WHAT THE TASK ASKS - Could you write what comes next in the text on Eisenhower and Cold War intelligence, picking up after its final sentence?

DOCUMENT SECTION -
*****

That distinction probably belongs to Eisenhower himself. It has long been a clichˇ among historians that Ike understood the strengths and weaknesses of secret intelligence better than any President in American history, with the possible exception of George Washington. As Supreme Commander in Europe, he’d seen the results of intelligence failures, notably at Arnhem and the Ardennes, and he knew the debt the Allies owed to their codebreakers.

As NATO Commander and then as President, he understood just how weak our intelligence sources inside the Soviet Empire really were. This weakness led to exaggerated estimates of Soviet strength. These not only were used to justify large budgets for various US military services, notably the Air Force and its Strategic Air Command (SAC), but they also had the effect of demoralizing America’s allies. Some felt that, in the face of vastly superior Soviet military strength, they might as well make as good a deal as possible, since there was no way the Americans could stand up to the USSR without blowing everyone and everything to bits with nuclear weapons.

In 1954, Ike created the Technological Capabilities Panel (TCP) under James Killian’s chairmanship. Also called the Surprise Attack Panel, this group’s goal was to see how the weaknesses in the US military and intelligence systems could be repaired. The shock of the sneak attack on Pearl Harbor was only 12 years old. A nuclear December 7th was a nightmare shared by almost everyone in Washington.

According to most intelligence historians, US and UK code breaking operations against the USSR were mostly failures. Human intelligence was even worse. Only a few dangerous overflight missions by modified bombers gave the US and its allies any sort of imagery on which to base estimates of Soviet strength.
How and why the early Corona spy satellites were designed and built should stand with the Ultra code-breaking story as one of the most important Western espionage achievements of the last century.

Technologically, the gap between the US and the USSR was far smaller than in the seventies and eighties. This was the pre-microchip age. The broad US lead in technology was real, but fairly shallow. In World War Two, US and British aid to the USSR had included many of the most sophisticated weapons and other items. This, combined with the technological loot from Nazi Germany and things such as the jet engines they had bought from Great Britain, gave Soviet military technology the ability to keep pace with the US and its allies. The fighting quality of the MiG 15 over Korea had been a nasty surprise. On the available evidence, there was no reason for Eisenhower to be complacent.

*****

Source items
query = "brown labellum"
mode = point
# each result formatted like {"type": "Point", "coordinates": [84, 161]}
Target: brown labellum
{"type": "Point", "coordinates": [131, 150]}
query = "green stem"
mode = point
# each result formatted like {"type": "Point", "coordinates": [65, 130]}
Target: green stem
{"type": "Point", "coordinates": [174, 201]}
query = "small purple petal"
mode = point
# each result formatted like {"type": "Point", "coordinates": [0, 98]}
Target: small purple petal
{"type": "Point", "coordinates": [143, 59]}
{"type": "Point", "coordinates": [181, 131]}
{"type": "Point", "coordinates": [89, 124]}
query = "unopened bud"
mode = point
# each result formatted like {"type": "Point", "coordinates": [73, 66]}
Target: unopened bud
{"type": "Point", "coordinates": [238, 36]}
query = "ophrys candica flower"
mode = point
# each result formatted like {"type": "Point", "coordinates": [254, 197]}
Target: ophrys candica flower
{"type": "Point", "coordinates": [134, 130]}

*****

OUTPUT OF THE EXERCISE -
Long experience, however, had sharpened the President’s strategic judgment. He knew how devastated Russia had been by the Nazi invasion. He doubted that socialist magic had allowed them to rapidly recover. Having led the fight against Hitler, he also had well-founded doubts about the ability of a dictatorship build a powerful and prosperous modern state. His instincts told him that the USSR was not, at that moment, the overwhelmingly powerful adversary that it appeared to be.

Ike needed facts to confirm what his instinct told him. He knew that none of the intelligence operations underway could give him those facts. He faced a tough strategic choice, similar in some ways to the one George W. Bush faced before 9/11. Could he cut back on procurement money for the current generation of weapons and other military technology and spend more on research and development, or should he throw everything into a build-up based on weapons already in production?

Killian and his partner, Edwin Land, CEO of Polaroid, found that a design for a powered glider that had been rejected by the Air Force would work if it were combined with a special camera that Land had invented. Flying at 70,000 feet, this aircraft, later called the U-2, would be out of range of Soviet fighters and of the primitive surface-to-air missiles then available. It was believed that, flying at such altitude, the aircraft would be undetectable.

The story of how the U-2 was built and flown within 18 months is now firmly part of American aerospace industrial mythology. Lockheed’s Kelly Johnson, who already had established himself as one of the greatest aircraft designers of the 20th century, and his “Skunk Works” team accomplished a series of miracles, including the first, truly effective, high altitude pressure suits—the ancestors of the space suits used by today’s astronauts.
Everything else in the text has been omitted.